STORED DATA:
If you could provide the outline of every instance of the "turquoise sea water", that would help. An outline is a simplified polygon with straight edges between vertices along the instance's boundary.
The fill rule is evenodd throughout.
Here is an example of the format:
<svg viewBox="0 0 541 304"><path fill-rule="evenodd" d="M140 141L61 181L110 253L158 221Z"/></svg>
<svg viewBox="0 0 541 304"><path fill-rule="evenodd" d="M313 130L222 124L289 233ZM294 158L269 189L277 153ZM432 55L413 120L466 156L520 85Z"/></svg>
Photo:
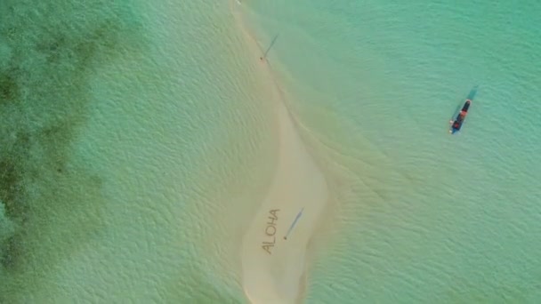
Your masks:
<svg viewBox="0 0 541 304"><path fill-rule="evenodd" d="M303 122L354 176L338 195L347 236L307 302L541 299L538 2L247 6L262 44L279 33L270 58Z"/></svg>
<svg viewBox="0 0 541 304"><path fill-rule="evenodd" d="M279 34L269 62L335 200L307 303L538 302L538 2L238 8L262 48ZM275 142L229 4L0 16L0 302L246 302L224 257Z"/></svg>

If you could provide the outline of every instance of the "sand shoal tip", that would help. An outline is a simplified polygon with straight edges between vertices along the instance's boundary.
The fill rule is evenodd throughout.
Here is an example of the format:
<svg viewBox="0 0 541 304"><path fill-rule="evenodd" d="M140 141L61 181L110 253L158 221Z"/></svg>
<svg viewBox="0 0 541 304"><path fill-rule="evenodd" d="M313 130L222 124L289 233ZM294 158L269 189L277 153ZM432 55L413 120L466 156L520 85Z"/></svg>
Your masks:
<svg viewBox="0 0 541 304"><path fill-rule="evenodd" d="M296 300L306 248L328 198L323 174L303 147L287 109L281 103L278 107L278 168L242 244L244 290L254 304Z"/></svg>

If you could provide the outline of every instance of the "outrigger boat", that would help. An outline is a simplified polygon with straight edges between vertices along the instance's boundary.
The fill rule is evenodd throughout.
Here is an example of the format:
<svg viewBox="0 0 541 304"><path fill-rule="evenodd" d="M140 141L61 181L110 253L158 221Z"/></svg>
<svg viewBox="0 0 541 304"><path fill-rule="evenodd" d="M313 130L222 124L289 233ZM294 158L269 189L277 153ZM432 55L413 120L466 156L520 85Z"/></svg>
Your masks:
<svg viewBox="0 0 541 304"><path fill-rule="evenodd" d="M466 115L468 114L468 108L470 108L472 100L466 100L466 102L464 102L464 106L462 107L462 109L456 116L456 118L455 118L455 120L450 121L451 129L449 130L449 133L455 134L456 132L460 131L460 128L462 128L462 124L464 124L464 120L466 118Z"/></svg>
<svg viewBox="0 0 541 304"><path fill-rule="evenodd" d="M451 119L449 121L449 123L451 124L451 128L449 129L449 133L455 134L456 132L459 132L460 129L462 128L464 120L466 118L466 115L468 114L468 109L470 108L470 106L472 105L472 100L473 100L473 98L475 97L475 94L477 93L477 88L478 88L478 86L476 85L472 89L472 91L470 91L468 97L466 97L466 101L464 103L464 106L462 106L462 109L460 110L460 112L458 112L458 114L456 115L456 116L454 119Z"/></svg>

AIM: Please turn everything from the start of the rows down to the line containing "122L354 176L338 195L347" into a two-column CSV headed text and answer, with one line for each row: its text and its answer, each in a single quoted field with line breaks replaced by spaces. Leave the pictures out.

EXERCISE RESULT:
text,answer
"If you could provide the outline of every instance of the ""turquoise sea water"", that would help. An outline is a simplified polygon with straight edges between vertices along the instance's boundary. The fill rule is evenodd throughout. Here is an example of the format: <svg viewBox=""0 0 541 304""><path fill-rule=""evenodd"" d=""M140 141L61 181L110 253L158 221Z""/></svg> <svg viewBox=""0 0 541 304""><path fill-rule=""evenodd"" d=""M313 130L222 124L289 233ZM294 158L269 189L277 153ZM432 55L413 120L466 156L520 85Z""/></svg> Photo: Your masks:","<svg viewBox=""0 0 541 304""><path fill-rule=""evenodd"" d=""M303 122L354 176L338 195L347 236L307 302L541 299L538 2L247 6L262 44L279 33L270 58Z""/></svg>"